Segment Open
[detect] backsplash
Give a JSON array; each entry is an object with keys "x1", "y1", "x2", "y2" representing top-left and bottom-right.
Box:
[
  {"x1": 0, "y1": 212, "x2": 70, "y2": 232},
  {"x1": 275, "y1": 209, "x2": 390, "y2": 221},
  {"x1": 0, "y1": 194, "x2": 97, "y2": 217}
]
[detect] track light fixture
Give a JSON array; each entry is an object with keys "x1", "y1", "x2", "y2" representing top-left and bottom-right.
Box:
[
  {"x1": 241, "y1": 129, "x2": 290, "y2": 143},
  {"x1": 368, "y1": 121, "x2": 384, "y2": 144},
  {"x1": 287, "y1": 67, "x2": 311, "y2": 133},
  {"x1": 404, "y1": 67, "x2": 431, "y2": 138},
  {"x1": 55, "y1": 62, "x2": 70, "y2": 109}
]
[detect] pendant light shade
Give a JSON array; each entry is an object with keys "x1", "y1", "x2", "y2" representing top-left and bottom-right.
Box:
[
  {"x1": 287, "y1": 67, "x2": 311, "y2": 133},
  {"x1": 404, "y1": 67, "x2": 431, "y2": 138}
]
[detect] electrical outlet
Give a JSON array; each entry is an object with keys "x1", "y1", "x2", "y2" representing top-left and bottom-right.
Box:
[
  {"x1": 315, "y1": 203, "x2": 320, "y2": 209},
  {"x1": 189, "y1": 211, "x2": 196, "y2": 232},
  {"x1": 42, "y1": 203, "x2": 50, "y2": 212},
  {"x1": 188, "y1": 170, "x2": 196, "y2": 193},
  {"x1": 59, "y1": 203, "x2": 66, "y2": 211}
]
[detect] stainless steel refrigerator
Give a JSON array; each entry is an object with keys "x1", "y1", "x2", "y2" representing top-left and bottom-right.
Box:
Segment Closed
• _Exercise details_
The answer should contain nothing except the lines from the one with "[detect] pendant light shade" to the end of the material above, each given again exactly.

• _Solution_
[detect] pendant light shade
Give a JSON array; each entry is an object with keys "x1", "y1", "x2", "y2" representing top-left and bottom-right.
Box:
[
  {"x1": 287, "y1": 67, "x2": 311, "y2": 133},
  {"x1": 404, "y1": 67, "x2": 431, "y2": 138}
]
[detect] electrical outlet
Give a JSON array; each entry is an object with keys "x1", "y1", "x2", "y2" representing top-left and bottom-right.
Box:
[
  {"x1": 315, "y1": 203, "x2": 320, "y2": 209},
  {"x1": 189, "y1": 211, "x2": 196, "y2": 232},
  {"x1": 42, "y1": 203, "x2": 50, "y2": 212},
  {"x1": 188, "y1": 170, "x2": 196, "y2": 193},
  {"x1": 59, "y1": 203, "x2": 66, "y2": 211}
]
[detect] stainless steel refrigerator
Give a JSON array; each entry is an object with keys "x1", "y1", "x2", "y2" representing top-left and bottom-right.
Box:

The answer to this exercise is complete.